── Supplied passage ──

We are sitting on the floor in a spartan apartment on the Chinese side of the North Korean border, a hide-out for six North Korean boys aged 16-18. Their bodies are so stunted from four years of famine that they look 13. These are a handful of the secret children, who creep across the frontier into China in search of food, bringing with them eyewitness tales of the brutality and hardship back home in the world's most isolated state. In Korean, they are known as Kkot-jebi (flower-swallows), children who flit from one eating possibility to another. Ask why they risked the crossing to China, and they say simply: "We were starving to death."

Under cover of darkness, we meet a dozen North Korean children and hear the stories of others. Separately, they tell of similar horrors. Thirteen- year-old Kim remembers: "In 1996 and 1997 the most people were killed. They used a sword, and attached the body to a stick, and hung the head at the crossroads. They asked people to gather to see this scene, to let them know that if they committed crimes then they will be hung too."

Were people executed for stealing? "Yes, for stealing corn, and metal rope found in a factory, because they sell that metal rope to China. Some had stolen pigs and oxen," he says. Were there many executions? "Yes. In front of a factory by my house, three people were shot. They put the corpses inside sacks, and took them to the mountain."

For the past four years, North Korea's brand of Stalinist terror has gone hand-in-hand with a severe famine, the full human cost of which remains unknown. "Just in my town, 12 children have died," says Hyong. "Many children have died. Many just pick up the earth and eat it," agrees 13-year-old Lee, who crossed into China in December.

Parents are forced to abandon their children, going out to scavenge for food for the family. One boy says: "My father bought some rat poison and carried it to use if he was caught. Just in case." To commit suicide? "Yes," he nods, sobbing uncontrollably.

───
── Information shown ──

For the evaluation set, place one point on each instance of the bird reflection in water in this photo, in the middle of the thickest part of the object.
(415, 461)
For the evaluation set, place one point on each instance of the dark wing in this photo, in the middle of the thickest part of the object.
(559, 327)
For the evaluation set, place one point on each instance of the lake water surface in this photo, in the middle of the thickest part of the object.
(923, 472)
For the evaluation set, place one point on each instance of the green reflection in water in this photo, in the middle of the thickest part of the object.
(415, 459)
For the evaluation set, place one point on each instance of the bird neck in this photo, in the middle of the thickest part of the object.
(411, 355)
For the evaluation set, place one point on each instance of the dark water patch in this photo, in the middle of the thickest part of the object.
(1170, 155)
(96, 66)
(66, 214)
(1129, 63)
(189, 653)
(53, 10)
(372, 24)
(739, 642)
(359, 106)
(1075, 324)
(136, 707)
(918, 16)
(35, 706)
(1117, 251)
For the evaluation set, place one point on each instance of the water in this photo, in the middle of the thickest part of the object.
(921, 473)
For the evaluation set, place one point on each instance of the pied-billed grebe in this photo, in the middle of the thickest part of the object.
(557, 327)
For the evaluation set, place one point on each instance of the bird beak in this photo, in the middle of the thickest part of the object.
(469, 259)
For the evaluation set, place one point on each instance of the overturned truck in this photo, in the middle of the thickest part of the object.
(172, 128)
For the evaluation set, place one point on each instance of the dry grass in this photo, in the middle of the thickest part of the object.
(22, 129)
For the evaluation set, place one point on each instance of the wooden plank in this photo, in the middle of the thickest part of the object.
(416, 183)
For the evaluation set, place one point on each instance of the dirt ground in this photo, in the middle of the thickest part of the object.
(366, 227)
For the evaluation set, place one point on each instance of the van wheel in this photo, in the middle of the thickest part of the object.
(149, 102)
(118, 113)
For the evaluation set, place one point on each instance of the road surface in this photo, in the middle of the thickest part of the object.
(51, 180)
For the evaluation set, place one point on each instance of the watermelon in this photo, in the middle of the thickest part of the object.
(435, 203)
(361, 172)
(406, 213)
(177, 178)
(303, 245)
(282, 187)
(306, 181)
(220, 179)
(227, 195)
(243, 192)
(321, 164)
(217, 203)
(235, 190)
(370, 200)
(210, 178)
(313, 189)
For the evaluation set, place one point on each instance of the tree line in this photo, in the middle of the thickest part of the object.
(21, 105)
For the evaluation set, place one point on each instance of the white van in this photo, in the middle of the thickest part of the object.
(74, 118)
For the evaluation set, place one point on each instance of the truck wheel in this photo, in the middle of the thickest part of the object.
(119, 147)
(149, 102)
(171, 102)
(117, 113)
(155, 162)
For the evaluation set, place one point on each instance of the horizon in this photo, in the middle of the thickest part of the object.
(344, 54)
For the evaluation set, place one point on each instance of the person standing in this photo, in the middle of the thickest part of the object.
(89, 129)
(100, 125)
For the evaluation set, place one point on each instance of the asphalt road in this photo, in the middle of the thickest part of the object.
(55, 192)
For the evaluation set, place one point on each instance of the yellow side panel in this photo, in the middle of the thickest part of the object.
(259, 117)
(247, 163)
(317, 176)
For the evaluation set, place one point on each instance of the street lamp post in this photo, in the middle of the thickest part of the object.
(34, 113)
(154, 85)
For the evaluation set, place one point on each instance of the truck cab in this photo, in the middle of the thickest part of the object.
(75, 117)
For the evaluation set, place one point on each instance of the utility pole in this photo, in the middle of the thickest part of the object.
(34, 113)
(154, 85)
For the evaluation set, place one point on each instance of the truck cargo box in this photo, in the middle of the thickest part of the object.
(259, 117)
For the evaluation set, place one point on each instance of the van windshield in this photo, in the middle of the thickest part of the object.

───

▶ _Stated task A_:
In the account of North Korean children in China, what are these children called in Korean?
▶ _Stated task B_:
Duplicate, word for word, the part of the account of North Korean children in China that opens with the words containing "Were people executed" and closes with "China in December.".
▶ _Stated task C_:
Pick up the account of North Korean children in China after its final sentence and keep writing.
This data has no connection to the account of North Korean children in China.

▶ _Answer A_:
Kkot-jebi, meaning flower-swallows.

▶ _Answer B_:
Were people executed for stealing? "Yes, for stealing corn, and metal rope found in a factory, because they sell that metal rope to China. Some had stolen pigs and oxen," he says. Were there many executions? "Yes. In front of a factory by my house, three people were shot. They put the corpses inside sacks, and took them to the mountain."

For the past four years, North Korea's brand of Stalinist terror has gone hand-in-hand with a severe famine, the full human cost of which remains unknown. "Just in my town, 12 children have died," says Hyong. "Many children have died. Many just pick up the earth and eat it," agrees 13-year-old Lee, who crossed into China in December.

▶ _Answer C_:
There are tales of cannibalism, though none of the children we meet admits themselves to eating human flesh. "We devour people if somebody dies. If someone dies, it's death, no meaning," says Hyong.

If they can escape to China, the luckiest children are cared for by local residents, but must live a life in hiding, away from the Chinese police and North Korean spies. They are visibly scared at the first sight of strangers, and for good reason. The previous night, four North Korean agents had come by car to another children's hide-out and kidnapped seven of the older teenagers. "They will kill them," despairs one Chinese carer.

China has a long-standing agreement to return escapees to North Korea. In practice, however, much of the time the local Chinese authorities turn a blind eye to the safe havens for the refugee children, and even to adults. But there are unpredictable crackdowns. Gary Perkins, head of the United Nations High Commissioner for Refugees (UNHCR) office in Peking, says a large group of 100 adult escapees was sent back from the north-east Chinese city of Dunhua in December. Local Chinese harbouring refugees are also at risk. One Chinese couple we met who were sheltering a group of a dozen North Koreans said they had been fined 30,000 yuan (pounds 2,200) last year by the Chinese police, and beaten for six hours.

So is there now increasing international pressure for those weakest escapees to have some sort of refugee status inside China? "We would like to see something done for the vulnerable group - women and children - on a more systematic basis than is done at the moment," said Mr Perkins. But China has an "honest dilemma", he added. Extensive refugee programmes would create an enormous "pull factor", encouraging just the flood of North Korean refugees which China fears.

I ask Hyong what would happen if he went back to North Korea. He hitches up his shirt, motions to his belt buckle and makes lashing movements. "They would beat me with a belt," he says. He is speaking from experience - over the past 18 months, Hyong has been caught 16 times in China and sent back by the police. Now he and his friends have met me and an American colleague. "Meeting Chinese people is OK," said Hyong. "But if you have met an American the North Korean security would kill you. They would shoot you. If I went back and I told anyone I had met an American, there would be trouble. One bullet should be enough, but sometimes they shoot twice."

Hyong and his pals are dressed in cast-off clothes, many incongruously sporting counterfeit American brand labels such as Adidas and Nike, unknown inside North Korea. This group goes outside to play football, but most of the time is spent inside the small two-roomed flat, with a tiny black and white television, a collection of books and a makeshift blackboard.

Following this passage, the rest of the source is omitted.